(Stored items from a collection)
• • • • • • •
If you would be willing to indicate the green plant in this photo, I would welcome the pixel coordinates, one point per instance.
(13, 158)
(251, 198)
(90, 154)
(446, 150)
• • • • • • •
■ Required task ■
Please output the complete data exactly.

■ Answer in full ■
If you would be willing to indicate the green plant in this photo, I would welcome the pixel coordinates, one point per instance.
(13, 158)
(251, 198)
(90, 154)
(446, 150)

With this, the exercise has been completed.